- Source document:
[Techtalk] Web page downloads with null characters

Wed Oct 22 00:59:07 EST 2003

Brenda Bell wrote:

>Quoting Hamster <hamster at hamsternet.org>:
>
>> This is my guess. The page I see is unicode - two bytes for each char,
>> hence the square. The XML page is declared as iso-8859-1, but I'm
>> wondering
>> if something screwy is happening in the conversion from xml -> html
>> 
>> I'm just guessing though... if someone else comes up with a different
>> theory, believe them :-)
>
>Not only is it unicode -- it's unicode big endian (the bytes are flipped).
> Furthermore, it's missing the FFFE (or FEFF) that should be at the
>beginning of the file to identify it as such.
>
>In the case of IE, my assumption is that they're making an educated guess
>and rendering the file correctly.
>  
>
Hmm, strange.
I was curious and tried it out:
for me, it's plain latin-1, both with lynx -source, netcat, Mozilla 1.4,
Opera 7.0 and Konqueror (KDE 2.2).

This is what netcat shows:
$ echo -n -e 'HEAD /QA/Tips/iso-date 
HTTP/1.1\r\nhost:www.w3.org\r\naccept-language:en,de\r\n\r\n' | nc 
www.w3.org 80
HTTP/1.1 200 OK
Date: Tue, 21 Oct 2003 22:47:19 GMT
Server: Apache/1.3.28 (Unix) PHP/4.2.3
Content-Location: iso-date.html
[...blablabla...]
Content-Type: text/html; charset=iso-8859-1

Requesting iso-date.html yields the same result.

dominik

- Problems to work on:
1. Answer these questions about the thread:
(a) What character set is the XML page declared as?
(b) What server software does the netcat output report?
(c) Which version of Opera was tried?
2. Rewrite the passage of the thread from "Wed Oct 22 00:59:07" up to and including "believe them :-)", replacing "square" with "box".
The data that comes next is separate material and is not part of the thread.

- Listed entries:
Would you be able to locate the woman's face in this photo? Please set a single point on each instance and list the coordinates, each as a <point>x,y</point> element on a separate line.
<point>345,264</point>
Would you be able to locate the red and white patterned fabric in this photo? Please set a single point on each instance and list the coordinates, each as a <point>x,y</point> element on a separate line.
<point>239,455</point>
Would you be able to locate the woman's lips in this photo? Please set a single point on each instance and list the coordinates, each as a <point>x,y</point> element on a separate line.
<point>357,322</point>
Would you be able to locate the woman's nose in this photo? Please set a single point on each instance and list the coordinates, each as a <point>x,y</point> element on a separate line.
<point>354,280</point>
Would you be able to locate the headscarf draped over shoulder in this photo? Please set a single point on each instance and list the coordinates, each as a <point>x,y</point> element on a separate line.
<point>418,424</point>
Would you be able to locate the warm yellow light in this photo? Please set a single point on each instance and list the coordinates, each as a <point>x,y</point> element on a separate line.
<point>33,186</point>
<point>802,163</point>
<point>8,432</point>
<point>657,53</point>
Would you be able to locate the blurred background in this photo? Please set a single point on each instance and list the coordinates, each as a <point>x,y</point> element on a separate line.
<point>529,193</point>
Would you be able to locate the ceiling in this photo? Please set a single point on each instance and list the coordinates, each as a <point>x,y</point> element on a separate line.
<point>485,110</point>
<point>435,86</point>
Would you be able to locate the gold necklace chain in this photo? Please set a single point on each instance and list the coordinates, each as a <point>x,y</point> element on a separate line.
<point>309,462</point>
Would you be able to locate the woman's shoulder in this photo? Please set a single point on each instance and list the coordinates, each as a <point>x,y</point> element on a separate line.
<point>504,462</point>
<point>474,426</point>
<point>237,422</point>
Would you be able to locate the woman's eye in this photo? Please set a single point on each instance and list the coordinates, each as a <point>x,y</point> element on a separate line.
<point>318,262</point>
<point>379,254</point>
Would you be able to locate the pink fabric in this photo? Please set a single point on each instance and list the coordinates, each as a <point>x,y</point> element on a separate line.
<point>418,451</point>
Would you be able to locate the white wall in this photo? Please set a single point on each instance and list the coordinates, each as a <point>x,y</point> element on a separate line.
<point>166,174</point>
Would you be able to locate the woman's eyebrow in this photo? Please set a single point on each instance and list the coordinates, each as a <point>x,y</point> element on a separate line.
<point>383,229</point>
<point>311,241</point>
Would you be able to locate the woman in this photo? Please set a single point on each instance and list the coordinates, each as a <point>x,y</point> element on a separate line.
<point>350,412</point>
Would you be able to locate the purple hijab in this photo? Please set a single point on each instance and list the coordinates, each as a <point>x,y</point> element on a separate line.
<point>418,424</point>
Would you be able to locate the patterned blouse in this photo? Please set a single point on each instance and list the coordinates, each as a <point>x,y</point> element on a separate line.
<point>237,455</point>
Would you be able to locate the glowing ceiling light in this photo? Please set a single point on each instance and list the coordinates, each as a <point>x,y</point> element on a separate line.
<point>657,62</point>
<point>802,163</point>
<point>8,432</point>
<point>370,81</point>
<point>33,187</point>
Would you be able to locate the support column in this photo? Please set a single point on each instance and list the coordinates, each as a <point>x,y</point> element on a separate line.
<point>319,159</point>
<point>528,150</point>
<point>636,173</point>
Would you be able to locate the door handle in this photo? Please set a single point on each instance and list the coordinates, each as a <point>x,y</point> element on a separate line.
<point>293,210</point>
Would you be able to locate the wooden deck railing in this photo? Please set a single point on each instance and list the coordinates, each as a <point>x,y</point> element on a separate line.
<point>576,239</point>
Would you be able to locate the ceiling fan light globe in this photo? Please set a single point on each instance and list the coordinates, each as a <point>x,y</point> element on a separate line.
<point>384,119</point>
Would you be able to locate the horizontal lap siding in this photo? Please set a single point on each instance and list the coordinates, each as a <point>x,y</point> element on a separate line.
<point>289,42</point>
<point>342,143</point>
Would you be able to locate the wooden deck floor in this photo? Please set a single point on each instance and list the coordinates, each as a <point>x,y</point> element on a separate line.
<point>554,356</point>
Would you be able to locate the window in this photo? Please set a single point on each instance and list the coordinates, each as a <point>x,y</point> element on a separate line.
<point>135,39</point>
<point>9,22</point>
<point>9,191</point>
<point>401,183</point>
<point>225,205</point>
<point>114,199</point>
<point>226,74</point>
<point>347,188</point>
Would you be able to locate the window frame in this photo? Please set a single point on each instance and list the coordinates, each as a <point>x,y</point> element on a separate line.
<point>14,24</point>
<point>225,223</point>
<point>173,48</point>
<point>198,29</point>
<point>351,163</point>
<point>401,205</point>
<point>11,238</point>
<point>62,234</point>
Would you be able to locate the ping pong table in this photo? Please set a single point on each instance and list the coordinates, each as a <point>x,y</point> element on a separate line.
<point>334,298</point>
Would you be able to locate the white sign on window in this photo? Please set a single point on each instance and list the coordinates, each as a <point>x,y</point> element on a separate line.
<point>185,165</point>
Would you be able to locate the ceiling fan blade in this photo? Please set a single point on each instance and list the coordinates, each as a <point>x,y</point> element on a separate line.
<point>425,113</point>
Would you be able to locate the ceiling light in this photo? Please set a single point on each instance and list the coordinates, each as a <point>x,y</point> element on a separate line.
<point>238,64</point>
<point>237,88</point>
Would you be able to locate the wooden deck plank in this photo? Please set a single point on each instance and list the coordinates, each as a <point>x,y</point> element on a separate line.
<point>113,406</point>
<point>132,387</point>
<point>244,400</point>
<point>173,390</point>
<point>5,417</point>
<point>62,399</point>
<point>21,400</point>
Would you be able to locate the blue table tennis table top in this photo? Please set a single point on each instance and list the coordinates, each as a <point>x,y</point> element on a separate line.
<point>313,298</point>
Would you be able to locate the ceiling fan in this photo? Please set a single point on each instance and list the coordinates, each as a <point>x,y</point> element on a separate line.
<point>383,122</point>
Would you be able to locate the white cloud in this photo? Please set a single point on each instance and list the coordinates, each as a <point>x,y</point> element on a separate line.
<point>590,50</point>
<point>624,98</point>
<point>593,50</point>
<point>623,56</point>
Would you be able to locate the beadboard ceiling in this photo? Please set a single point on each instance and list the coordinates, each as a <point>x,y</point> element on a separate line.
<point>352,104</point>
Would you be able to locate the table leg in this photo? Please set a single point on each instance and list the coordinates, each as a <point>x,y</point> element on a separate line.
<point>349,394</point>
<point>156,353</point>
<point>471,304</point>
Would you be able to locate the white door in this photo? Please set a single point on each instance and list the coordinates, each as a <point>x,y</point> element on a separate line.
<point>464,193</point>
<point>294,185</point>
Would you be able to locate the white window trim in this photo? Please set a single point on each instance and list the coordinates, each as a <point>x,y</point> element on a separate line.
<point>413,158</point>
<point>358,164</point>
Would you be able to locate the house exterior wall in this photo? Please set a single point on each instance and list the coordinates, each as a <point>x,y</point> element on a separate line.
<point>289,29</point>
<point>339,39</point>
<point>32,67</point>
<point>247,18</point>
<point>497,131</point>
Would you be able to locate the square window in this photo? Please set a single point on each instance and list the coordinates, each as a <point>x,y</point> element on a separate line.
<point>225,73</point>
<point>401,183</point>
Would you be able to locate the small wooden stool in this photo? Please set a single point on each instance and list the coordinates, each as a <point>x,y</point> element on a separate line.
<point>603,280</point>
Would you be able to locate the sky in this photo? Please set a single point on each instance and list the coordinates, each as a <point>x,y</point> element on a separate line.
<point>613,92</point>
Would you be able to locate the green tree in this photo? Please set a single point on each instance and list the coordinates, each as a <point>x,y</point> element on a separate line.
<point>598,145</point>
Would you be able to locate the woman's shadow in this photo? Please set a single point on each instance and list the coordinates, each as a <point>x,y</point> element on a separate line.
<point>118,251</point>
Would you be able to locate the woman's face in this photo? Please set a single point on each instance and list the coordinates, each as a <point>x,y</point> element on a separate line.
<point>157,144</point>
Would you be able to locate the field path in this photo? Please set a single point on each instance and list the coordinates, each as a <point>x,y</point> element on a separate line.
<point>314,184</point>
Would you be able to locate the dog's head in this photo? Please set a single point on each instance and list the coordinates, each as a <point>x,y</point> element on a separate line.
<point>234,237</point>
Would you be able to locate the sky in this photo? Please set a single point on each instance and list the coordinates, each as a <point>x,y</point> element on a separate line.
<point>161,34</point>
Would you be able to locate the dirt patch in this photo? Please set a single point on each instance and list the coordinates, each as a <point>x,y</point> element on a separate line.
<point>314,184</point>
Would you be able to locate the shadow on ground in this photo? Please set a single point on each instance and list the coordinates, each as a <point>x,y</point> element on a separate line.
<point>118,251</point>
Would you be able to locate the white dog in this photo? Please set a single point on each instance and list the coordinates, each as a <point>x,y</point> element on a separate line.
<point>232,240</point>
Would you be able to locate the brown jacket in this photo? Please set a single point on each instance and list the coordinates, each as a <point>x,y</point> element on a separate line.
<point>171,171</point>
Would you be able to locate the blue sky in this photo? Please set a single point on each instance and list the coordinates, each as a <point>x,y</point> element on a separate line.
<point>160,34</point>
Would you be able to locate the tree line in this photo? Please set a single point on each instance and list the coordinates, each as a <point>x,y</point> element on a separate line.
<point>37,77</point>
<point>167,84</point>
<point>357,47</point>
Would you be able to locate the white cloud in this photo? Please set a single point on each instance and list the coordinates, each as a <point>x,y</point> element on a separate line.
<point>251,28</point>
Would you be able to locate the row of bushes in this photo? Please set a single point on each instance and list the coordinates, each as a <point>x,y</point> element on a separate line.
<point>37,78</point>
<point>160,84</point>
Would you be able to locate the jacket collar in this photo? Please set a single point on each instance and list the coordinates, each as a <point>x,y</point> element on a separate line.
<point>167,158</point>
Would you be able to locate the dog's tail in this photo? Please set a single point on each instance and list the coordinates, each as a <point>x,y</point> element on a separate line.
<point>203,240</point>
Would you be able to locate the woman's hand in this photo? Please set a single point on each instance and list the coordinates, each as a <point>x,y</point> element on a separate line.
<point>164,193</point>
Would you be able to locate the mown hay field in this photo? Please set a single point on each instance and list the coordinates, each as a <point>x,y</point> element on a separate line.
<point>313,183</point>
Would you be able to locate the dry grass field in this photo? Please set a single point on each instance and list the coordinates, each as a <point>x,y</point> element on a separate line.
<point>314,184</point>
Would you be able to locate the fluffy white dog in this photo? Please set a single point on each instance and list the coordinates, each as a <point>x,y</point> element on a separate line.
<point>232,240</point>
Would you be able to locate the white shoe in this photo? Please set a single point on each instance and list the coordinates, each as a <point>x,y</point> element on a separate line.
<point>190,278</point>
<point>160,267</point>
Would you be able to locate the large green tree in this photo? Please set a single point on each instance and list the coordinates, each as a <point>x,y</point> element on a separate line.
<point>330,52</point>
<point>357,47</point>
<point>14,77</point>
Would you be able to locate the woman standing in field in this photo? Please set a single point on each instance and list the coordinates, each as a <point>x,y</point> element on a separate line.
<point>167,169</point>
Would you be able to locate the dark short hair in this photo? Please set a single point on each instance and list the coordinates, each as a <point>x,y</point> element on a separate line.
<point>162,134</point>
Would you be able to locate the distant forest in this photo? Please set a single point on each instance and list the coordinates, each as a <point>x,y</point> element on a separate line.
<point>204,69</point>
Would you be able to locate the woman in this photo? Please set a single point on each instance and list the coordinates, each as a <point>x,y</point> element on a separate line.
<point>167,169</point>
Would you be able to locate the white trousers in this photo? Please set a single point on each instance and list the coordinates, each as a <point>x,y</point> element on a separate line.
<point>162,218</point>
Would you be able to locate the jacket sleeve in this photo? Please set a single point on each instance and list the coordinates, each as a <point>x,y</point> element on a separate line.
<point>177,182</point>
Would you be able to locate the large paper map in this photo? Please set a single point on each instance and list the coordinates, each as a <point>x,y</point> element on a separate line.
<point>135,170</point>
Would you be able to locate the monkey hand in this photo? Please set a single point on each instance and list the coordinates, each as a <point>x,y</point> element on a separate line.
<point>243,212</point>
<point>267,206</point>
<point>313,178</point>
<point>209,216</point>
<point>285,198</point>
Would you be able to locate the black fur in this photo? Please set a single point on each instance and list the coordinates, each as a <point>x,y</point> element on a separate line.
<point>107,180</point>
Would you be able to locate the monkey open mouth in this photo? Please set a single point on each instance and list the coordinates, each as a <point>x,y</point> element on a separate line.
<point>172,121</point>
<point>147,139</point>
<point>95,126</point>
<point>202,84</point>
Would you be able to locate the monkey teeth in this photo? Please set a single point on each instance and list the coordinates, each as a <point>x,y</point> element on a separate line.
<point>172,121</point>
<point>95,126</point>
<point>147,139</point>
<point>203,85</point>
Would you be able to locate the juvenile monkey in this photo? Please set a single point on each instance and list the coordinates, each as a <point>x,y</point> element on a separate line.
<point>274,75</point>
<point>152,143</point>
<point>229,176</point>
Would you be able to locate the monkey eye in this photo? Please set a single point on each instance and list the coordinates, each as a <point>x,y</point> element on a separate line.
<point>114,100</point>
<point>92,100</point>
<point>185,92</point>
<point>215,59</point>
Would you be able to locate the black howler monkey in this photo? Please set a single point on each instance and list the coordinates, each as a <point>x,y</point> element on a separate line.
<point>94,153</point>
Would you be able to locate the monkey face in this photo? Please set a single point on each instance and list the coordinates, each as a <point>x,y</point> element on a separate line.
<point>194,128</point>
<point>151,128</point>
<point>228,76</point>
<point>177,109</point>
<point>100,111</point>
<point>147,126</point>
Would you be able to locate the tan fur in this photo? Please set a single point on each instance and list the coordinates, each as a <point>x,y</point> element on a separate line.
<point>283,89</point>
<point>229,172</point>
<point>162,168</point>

- The responses:
1.
(a) iso-8859-1
(b) Apache/1.3.28 (Unix) PHP/4.2.3
(c) Opera 7.0

2.
Wed Oct 22 00:59:07 EST 2003

Brenda Bell wrote:

>Quoting Hamster <hamster at hamsternet.org>:
>
>> This is my guess. The page I see is unicode - two bytes for each char,
>> hence the box. The XML page is declared as iso-8859-1, but I'm
>> wondering
>> if something screwy is happening in the conversion from xml -> html
>> 
>> I'm just guessing though... if someone else comes up with a different
>> theory, believe them :-)